== Document passage ==
Rudolf Steiner said that there are times in history when many souls feel the need to incarnate at the same time. They have a karmic need to be alive for critical events in world history. I don't have the insight into what the even was that our generation was here for, nor this new gang that is coming now. What I do feel is hope. New babies always bring me hope. The children that I have met all seem to be remarkable. Many are being born bringing an aura of having it all together. They are beautiful, engaging, smart, wise. I don't think this just because I have a grandmother's bragging rights. I see it in random kids I walk by in the park. I see it in the stores.

These kids give me hope. I hope they are a mighty force to turn things around and bring humanity to a better place, bring the world into balance, bring light into the darkness. That is what I am hoping.

Friday, April 26, 2013

I pressed the panic button.

I forgot where I was yesterday when I was in a coffee shop in Oregon, USA and I thought I had lost my wallet. I forgot I was home where I could easily get replacements for any documents I needed.  When I travel and bum around a lot, there are very few possessions that I care about. I tend to bring well used luggage after having seen that high end pack packs are the first to get stolen. I often take clothes that are at the end of their usefulness, so that I have no bad feelings about leaving them behind.

But the wallet! The passport! My Kindle! My debit card! My phone! My tiny computer! When I had my panic yesterday, I remembered the crying people at the airport a month ago who had been robbed and were missing their flight and didn't have the money to get a taxi to the Embassy. For a second, I was far away and had no proof of who I am. It was only a second before my friend caught sight of the wallet and the flash was over.

Two problems presented themselves in that flash. Who am I ? And how did my list of necessities turn into a list of widgets? It used to be that the most important things I brought on a trip were travelers checks, a good book, food and my passport. Travelers checks are over, history. Young people probably don't even know about them. They were money you bought from a company like American Express which could be cashed anywhere and were insured so that if they were lost or stolen, they would be replaced. American Express and the advent of plastic cards ended that. American Express got a well deserved reputation for not reimbursing the banks and the stores for months. No merchant wanted to deal with them.

The good book thing just can't compare to the Kindle on the road. My son and I ran out of books on a beach vacation in Central America and it was a very desperate situation. I read myself to sleep every night. Before I travel now I put tons of emergency books on the Kindle. It is like money in the bank. And a replacement Kindle comes faster than an ordered book.
===
== Extracted records ==
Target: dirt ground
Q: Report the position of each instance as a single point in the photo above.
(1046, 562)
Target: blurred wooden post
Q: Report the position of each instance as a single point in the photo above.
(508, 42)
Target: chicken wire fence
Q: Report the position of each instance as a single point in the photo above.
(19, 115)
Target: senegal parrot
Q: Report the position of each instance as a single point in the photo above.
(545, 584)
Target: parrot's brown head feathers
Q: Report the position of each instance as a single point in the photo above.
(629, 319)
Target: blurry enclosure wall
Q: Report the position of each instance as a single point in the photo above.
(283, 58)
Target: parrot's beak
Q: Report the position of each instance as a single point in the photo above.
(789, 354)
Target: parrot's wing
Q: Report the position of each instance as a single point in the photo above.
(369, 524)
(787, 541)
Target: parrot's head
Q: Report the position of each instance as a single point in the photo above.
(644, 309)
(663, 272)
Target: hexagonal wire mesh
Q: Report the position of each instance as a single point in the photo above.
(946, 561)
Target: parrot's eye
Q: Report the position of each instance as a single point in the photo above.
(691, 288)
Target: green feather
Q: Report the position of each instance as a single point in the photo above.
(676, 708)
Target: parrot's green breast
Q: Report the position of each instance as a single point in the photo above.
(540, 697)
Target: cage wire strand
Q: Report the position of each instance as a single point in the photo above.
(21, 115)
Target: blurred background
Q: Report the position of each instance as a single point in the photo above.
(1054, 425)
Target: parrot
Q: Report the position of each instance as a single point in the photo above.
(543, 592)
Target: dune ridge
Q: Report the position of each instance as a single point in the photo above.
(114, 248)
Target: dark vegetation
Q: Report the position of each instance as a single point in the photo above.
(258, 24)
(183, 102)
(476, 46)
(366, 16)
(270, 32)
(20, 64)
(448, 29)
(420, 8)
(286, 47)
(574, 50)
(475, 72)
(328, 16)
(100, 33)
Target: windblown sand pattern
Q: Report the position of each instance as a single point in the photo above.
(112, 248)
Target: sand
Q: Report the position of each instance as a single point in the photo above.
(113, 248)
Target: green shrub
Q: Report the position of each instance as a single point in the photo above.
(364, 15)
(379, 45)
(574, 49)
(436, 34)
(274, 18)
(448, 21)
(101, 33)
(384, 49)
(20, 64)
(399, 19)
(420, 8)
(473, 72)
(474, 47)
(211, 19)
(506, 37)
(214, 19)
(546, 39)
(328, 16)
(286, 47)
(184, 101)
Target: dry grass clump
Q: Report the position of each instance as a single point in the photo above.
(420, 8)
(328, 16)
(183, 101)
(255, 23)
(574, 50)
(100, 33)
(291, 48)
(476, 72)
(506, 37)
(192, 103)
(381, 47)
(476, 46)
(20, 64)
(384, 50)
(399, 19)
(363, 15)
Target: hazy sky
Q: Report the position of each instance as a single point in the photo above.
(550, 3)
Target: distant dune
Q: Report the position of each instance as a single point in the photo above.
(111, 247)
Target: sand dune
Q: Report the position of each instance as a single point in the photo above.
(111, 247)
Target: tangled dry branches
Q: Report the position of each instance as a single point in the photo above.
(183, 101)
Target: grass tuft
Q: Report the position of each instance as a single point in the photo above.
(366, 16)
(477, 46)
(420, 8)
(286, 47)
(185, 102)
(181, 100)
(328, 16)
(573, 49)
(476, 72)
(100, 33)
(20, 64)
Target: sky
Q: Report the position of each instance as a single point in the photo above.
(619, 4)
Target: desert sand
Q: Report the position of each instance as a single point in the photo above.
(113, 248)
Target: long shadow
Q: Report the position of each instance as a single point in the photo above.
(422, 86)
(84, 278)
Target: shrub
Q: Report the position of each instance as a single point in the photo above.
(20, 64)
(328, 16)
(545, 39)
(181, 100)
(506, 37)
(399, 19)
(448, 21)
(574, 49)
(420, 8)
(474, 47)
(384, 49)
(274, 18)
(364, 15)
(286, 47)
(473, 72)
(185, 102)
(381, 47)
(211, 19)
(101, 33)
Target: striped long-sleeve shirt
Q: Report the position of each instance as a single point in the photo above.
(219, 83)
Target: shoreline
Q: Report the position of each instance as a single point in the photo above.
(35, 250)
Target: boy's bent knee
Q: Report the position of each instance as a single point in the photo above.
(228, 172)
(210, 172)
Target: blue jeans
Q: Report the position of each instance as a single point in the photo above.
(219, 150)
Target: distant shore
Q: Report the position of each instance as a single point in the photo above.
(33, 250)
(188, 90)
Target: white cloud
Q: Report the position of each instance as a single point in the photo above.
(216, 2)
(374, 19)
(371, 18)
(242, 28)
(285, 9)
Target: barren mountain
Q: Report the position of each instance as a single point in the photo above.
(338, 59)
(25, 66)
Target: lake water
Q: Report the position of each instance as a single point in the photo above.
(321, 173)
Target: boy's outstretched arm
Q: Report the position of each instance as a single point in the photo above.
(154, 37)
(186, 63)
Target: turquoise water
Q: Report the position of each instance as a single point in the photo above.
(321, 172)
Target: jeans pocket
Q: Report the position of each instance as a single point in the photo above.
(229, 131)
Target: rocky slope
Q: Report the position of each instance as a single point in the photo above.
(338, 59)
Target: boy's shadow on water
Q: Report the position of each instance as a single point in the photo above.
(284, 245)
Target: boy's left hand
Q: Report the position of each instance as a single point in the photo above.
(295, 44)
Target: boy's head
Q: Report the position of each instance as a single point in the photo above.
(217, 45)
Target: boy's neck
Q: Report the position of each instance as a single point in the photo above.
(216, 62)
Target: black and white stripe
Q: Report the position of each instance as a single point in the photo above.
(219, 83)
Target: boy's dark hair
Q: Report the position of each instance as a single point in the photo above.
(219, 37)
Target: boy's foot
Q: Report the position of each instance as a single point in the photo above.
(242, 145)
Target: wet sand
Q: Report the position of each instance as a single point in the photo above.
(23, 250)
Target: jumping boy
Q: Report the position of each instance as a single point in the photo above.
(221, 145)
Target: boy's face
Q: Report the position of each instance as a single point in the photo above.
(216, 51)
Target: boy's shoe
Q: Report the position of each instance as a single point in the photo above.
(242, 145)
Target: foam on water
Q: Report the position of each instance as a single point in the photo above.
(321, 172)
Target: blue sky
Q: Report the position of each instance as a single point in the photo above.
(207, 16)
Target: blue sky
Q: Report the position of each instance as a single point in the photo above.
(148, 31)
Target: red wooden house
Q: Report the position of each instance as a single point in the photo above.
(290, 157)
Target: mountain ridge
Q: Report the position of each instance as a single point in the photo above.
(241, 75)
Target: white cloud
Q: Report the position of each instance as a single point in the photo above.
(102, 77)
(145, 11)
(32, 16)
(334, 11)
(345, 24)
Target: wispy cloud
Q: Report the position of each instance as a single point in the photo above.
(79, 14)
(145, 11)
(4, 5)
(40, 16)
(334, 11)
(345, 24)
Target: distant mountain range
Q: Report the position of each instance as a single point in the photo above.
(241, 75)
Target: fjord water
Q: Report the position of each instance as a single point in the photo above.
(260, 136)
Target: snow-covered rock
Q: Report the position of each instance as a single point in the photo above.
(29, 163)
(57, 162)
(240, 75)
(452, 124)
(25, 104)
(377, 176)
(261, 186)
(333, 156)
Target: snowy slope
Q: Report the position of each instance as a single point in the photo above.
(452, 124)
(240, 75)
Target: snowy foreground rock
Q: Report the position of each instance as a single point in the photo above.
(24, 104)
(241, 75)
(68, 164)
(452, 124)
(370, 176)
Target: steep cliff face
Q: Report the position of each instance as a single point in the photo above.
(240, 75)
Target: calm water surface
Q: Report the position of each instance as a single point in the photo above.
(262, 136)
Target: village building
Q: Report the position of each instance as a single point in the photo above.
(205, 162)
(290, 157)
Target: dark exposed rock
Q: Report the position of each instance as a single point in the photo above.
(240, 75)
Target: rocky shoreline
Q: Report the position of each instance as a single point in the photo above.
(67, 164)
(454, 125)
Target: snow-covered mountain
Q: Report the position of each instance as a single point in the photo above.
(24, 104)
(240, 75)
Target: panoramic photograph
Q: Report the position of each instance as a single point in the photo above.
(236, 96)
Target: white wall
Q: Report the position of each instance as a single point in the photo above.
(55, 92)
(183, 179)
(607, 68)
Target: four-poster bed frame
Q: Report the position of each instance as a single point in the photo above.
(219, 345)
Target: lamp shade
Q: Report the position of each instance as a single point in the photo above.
===
Copy out the blog post word for word, the stretch from "The good book" through "an ordered book.".

Solution to the exercise -
The good book thing just can't compare to the Kindle on the road. My son and I ran out of books on a beach vacation in Central America and it was a very desperate situation. I read myself to sleep every night. Before I travel now I put tons of emergency books on the Kindle. It is like money in the bank. And a replacement Kindle comes faster than an ordered book.